The request:
Every record below should be printed exactly as it appears.

Material to process:
------------------------------------------------------------

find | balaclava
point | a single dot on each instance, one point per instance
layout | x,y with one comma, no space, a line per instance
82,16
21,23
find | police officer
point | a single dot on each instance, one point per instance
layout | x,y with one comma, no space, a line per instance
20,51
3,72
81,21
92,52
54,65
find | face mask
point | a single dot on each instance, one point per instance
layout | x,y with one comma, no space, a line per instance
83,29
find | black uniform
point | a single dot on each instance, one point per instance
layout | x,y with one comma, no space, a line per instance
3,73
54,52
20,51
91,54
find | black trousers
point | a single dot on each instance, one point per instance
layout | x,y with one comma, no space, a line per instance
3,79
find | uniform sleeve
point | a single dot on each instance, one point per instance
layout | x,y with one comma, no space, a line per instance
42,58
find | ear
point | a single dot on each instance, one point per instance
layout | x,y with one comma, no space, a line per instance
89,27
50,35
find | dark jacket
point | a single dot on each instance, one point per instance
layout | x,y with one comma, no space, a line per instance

------------------------------------------------------------

The response:
find | balaclava
point | a single dot on each instance, one point per instance
layout | x,y with one comma, no space, a line per instance
82,16
21,23
find | police officer
point | a single dot on each instance, one point per instance
layout | x,y with one comma, no space, a line per instance
20,51
3,72
81,21
92,52
54,65
find | face mask
point | a single dot on each instance, one point per instance
layout | x,y with one comma, no space, a line per instance
83,29
find | black uniform
point | a single dot on each instance, one point per instance
layout | x,y with one comma, no space, a line per instance
3,73
54,52
20,51
91,54
find | black trousers
point | a single dot on each instance, one point per instance
layout | x,y with one comma, no space, a line per instance
3,79
find | uniform sleeve
point | a single dot on each instance, one point per instance
layout | x,y with one comma, no space, a line per instance
42,58
find | ear
point | a single dot on each instance, one point per instance
layout | x,y with one comma, no space, a line per instance
89,27
50,35
find | dark jacket
point | a single dot on each instance, one point per instance
layout | x,y with one comma, no space, a line per instance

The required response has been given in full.